Please report how many of the lines below contain the string "strap", giving only the number.

-- Data extract start --

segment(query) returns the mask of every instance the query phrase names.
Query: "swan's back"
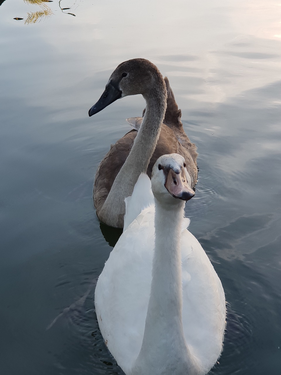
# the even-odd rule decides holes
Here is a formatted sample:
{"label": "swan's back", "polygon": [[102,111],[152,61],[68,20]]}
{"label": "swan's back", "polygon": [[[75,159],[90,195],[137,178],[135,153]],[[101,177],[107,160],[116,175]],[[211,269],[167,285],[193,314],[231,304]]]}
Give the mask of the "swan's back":
{"label": "swan's back", "polygon": [[[179,154],[185,159],[187,171],[191,179],[191,187],[193,188],[197,181],[197,147],[190,142],[183,129],[181,120],[181,111],[178,109],[168,78],[165,77],[164,80],[168,95],[167,108],[159,140],[146,174],[151,178],[153,165],[160,156],[166,154]],[[136,124],[138,120],[136,119],[141,118],[132,118],[133,121],[135,119],[135,124],[131,124],[134,130],[112,146],[98,168],[94,184],[94,204],[99,217],[114,180],[128,157],[138,134],[137,130],[141,121]]]}

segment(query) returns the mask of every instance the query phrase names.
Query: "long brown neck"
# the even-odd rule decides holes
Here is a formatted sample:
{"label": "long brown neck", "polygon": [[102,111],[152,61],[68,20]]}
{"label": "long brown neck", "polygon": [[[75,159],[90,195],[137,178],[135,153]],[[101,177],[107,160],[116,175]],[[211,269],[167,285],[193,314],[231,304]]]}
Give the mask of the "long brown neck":
{"label": "long brown neck", "polygon": [[159,138],[167,105],[167,92],[160,75],[154,81],[153,87],[143,94],[146,111],[141,128],[99,214],[102,221],[112,226],[123,228],[124,200],[132,195],[140,173],[146,172]]}

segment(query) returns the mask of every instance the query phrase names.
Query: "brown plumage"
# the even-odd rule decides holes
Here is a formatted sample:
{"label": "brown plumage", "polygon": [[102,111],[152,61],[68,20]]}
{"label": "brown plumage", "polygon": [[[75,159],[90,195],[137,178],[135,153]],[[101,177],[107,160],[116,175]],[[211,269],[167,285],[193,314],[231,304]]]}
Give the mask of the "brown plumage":
{"label": "brown plumage", "polygon": [[[183,129],[181,120],[181,111],[178,108],[168,78],[165,77],[164,80],[167,93],[167,109],[159,138],[146,173],[151,178],[153,165],[162,155],[179,154],[185,159],[187,171],[191,177],[191,187],[193,188],[197,180],[197,147],[190,142]],[[143,117],[145,111],[145,109]],[[130,120],[135,122],[135,126],[133,127],[137,130],[131,130],[115,145],[112,145],[98,168],[95,177],[93,195],[98,217],[112,184],[131,150],[142,120],[142,117],[129,119],[129,123]]]}

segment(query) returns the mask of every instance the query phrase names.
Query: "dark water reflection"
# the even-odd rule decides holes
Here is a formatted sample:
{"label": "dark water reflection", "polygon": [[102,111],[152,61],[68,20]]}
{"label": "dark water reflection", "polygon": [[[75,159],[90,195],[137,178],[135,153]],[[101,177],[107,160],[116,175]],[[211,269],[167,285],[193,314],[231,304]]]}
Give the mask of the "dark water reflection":
{"label": "dark water reflection", "polygon": [[[46,3],[51,17],[25,25],[12,19],[33,6],[0,2],[3,373],[123,374],[104,345],[93,303],[120,232],[99,222],[92,187],[111,143],[129,130],[125,119],[140,116],[143,101],[126,98],[94,120],[87,111],[112,69],[141,56],[169,77],[198,147],[198,182],[186,213],[227,302],[223,351],[211,373],[279,375],[278,10],[271,2],[187,2],[176,12],[165,3],[153,26],[145,0],[135,6],[142,30],[133,27],[127,0],[117,18],[120,4],[67,2],[61,8],[76,17],[54,1]],[[170,32],[163,41],[162,19]]]}

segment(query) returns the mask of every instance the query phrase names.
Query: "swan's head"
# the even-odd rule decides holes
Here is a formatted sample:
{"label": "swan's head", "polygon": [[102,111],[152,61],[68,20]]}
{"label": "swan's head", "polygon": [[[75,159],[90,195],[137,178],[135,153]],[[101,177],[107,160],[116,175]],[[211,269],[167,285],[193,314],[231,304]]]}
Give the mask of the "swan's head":
{"label": "swan's head", "polygon": [[157,86],[160,90],[164,87],[166,95],[163,78],[152,63],[144,58],[125,61],[111,74],[102,96],[89,111],[89,116],[97,113],[121,98],[138,94],[145,96]]}
{"label": "swan's head", "polygon": [[157,159],[152,171],[151,186],[159,202],[173,204],[178,202],[178,199],[188,201],[194,196],[186,167],[184,158],[178,154],[163,155]]}

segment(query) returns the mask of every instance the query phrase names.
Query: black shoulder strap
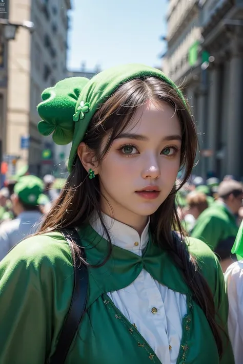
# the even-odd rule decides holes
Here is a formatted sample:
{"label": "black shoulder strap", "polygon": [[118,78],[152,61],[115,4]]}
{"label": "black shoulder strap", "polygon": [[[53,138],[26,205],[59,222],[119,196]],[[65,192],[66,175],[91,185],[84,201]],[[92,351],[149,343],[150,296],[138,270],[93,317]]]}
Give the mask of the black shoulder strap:
{"label": "black shoulder strap", "polygon": [[[86,306],[88,276],[87,266],[82,263],[79,256],[73,248],[73,241],[80,246],[80,238],[75,229],[62,230],[67,241],[72,253],[74,269],[74,283],[73,295],[69,311],[64,322],[59,340],[49,361],[50,364],[63,364],[65,362],[72,341],[77,331],[78,325],[84,314]],[[84,249],[81,250],[83,258],[85,259]]]}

-- Data extract end --

__Finished answer__.
5